━━━ Items
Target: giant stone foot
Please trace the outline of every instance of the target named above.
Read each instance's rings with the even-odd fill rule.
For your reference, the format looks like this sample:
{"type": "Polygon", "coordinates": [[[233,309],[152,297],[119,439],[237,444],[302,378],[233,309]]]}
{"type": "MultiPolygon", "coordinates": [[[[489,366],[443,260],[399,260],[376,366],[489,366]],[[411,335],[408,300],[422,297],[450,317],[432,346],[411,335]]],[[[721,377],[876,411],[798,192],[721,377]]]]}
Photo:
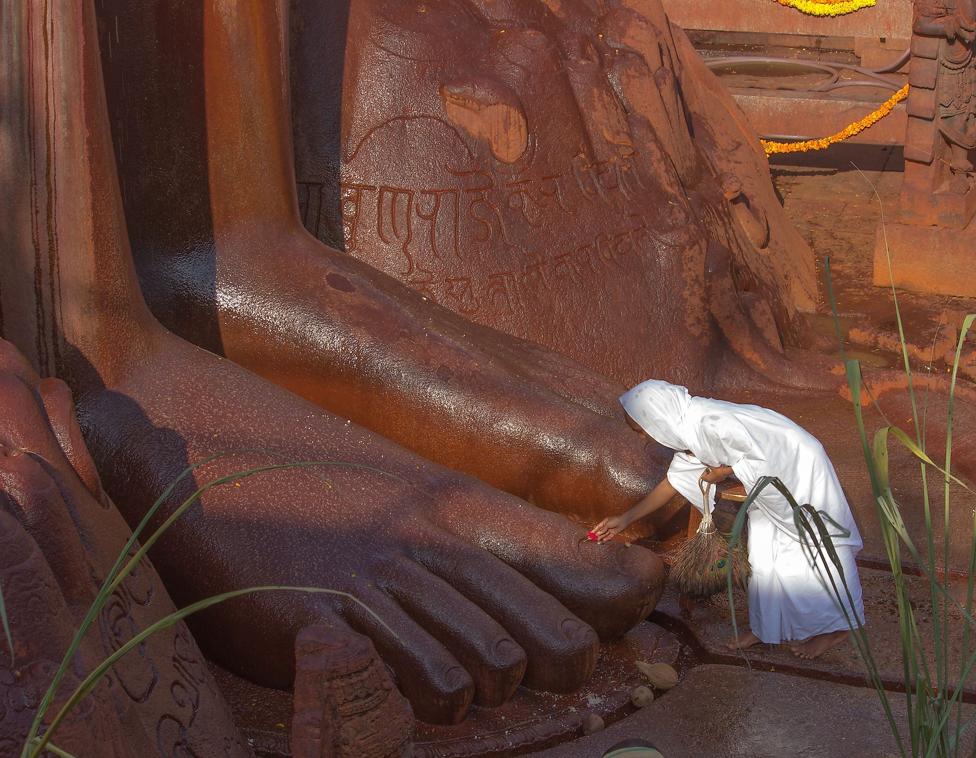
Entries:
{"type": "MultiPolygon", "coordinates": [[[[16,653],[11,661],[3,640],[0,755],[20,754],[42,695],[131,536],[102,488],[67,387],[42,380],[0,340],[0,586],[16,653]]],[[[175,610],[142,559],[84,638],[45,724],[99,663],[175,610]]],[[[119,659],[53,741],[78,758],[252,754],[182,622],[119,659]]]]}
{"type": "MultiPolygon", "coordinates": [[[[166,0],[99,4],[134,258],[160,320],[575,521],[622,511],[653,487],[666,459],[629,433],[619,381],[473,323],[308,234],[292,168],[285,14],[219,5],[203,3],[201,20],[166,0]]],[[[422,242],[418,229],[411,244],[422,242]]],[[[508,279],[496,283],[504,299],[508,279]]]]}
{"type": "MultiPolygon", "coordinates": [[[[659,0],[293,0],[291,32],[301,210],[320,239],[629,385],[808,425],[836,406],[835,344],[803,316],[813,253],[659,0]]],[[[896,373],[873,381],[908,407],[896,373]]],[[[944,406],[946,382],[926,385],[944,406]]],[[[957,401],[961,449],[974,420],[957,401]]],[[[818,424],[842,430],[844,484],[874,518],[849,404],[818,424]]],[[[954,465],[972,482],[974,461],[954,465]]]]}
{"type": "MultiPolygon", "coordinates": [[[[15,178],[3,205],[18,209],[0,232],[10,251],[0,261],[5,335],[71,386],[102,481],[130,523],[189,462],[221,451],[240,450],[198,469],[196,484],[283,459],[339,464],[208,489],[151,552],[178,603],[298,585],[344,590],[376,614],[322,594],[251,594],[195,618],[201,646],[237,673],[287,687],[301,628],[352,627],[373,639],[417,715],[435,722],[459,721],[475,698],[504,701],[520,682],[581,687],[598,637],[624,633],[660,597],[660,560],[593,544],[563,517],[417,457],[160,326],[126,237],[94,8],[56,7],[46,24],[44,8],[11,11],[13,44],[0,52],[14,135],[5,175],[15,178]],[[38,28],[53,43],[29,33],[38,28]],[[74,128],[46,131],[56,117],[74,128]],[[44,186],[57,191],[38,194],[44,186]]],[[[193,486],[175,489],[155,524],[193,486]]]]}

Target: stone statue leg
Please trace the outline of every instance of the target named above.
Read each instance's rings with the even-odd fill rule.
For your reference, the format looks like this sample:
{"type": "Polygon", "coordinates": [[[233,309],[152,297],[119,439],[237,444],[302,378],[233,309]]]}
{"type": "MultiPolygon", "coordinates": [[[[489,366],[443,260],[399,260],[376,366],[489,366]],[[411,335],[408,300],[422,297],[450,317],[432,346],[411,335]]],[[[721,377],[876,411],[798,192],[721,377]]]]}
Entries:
━━━━━━
Required task ::
Rewrite the lines above, changing every "even-odd fill rule" to "nonzero winding rule" and keeping everything else the same. Omit the pictures from your version.

Result of this task ::
Target: giant stone foot
Please trace the outline of every instance of the target named above.
Read each instance's rings with the nonzero winding rule.
For your reference, the format looks like this sample:
{"type": "Polygon", "coordinates": [[[233,309],[152,297],[119,439],[237,444],[302,378],[233,309]]]}
{"type": "MultiPolygon", "coordinates": [[[[489,366],[443,260],[399,260],[376,366],[489,366]],[[411,335],[408,300],[422,297],[450,317],[432,346],[411,335]]],[[[721,377],[876,411],[798,192],[721,377]]]]}
Photo:
Entries:
{"type": "MultiPolygon", "coordinates": [[[[16,653],[11,661],[3,640],[0,755],[20,754],[42,695],[131,536],[102,488],[67,387],[42,380],[0,340],[0,586],[16,653]]],[[[175,610],[142,559],[84,638],[45,724],[99,663],[175,610]]],[[[119,659],[53,741],[78,758],[252,754],[182,622],[119,659]]]]}
{"type": "MultiPolygon", "coordinates": [[[[166,0],[99,4],[134,258],[160,320],[575,521],[622,511],[653,487],[666,459],[629,433],[619,381],[473,323],[308,234],[292,168],[285,14],[219,5],[203,3],[201,20],[166,0]]],[[[422,242],[418,229],[411,244],[422,242]]],[[[508,279],[496,283],[504,299],[508,279]]]]}
{"type": "MultiPolygon", "coordinates": [[[[659,0],[293,0],[291,32],[301,210],[320,239],[629,385],[808,425],[836,406],[835,344],[803,316],[813,253],[659,0]]],[[[896,373],[873,381],[908,407],[896,373]]],[[[944,406],[946,382],[926,385],[944,406]]],[[[957,401],[961,449],[974,420],[957,401]]],[[[818,424],[842,430],[844,484],[874,518],[849,404],[818,424]]],[[[954,465],[972,482],[974,461],[954,465]]]]}
{"type": "MultiPolygon", "coordinates": [[[[15,178],[3,205],[18,209],[0,232],[10,251],[0,261],[5,335],[71,386],[102,481],[130,523],[189,462],[221,451],[240,450],[198,469],[196,484],[283,459],[339,464],[208,489],[151,552],[178,603],[298,585],[344,590],[376,614],[322,594],[251,594],[195,618],[201,646],[237,673],[287,687],[301,628],[352,627],[373,639],[417,715],[435,722],[459,721],[475,698],[504,701],[520,682],[581,687],[598,637],[624,633],[660,597],[660,560],[593,544],[563,517],[417,457],[160,326],[126,237],[94,8],[56,7],[46,24],[44,8],[11,11],[13,44],[0,52],[14,135],[5,175],[15,178]],[[38,28],[53,43],[29,33],[38,28]],[[74,128],[46,131],[56,117],[74,128]],[[44,186],[57,191],[38,194],[44,186]]],[[[193,486],[175,489],[155,524],[193,486]]]]}

Target: stone statue leg
Please trace the outline of every instance of the target named above.
Read each instance's rings with the nonzero winding rule.
For your reference, the format looks like this sample:
{"type": "Polygon", "coordinates": [[[233,309],[152,297],[119,439],[237,444],[302,378],[233,309]]]}
{"type": "MultiPolygon", "coordinates": [[[[489,366],[443,260],[399,260],[376,366],[489,366]],[[411,335],[408,300],[422,297],[450,317],[432,346],[411,335]]],[[[721,377],[876,411],[798,192],[721,377]]]]}
Entries:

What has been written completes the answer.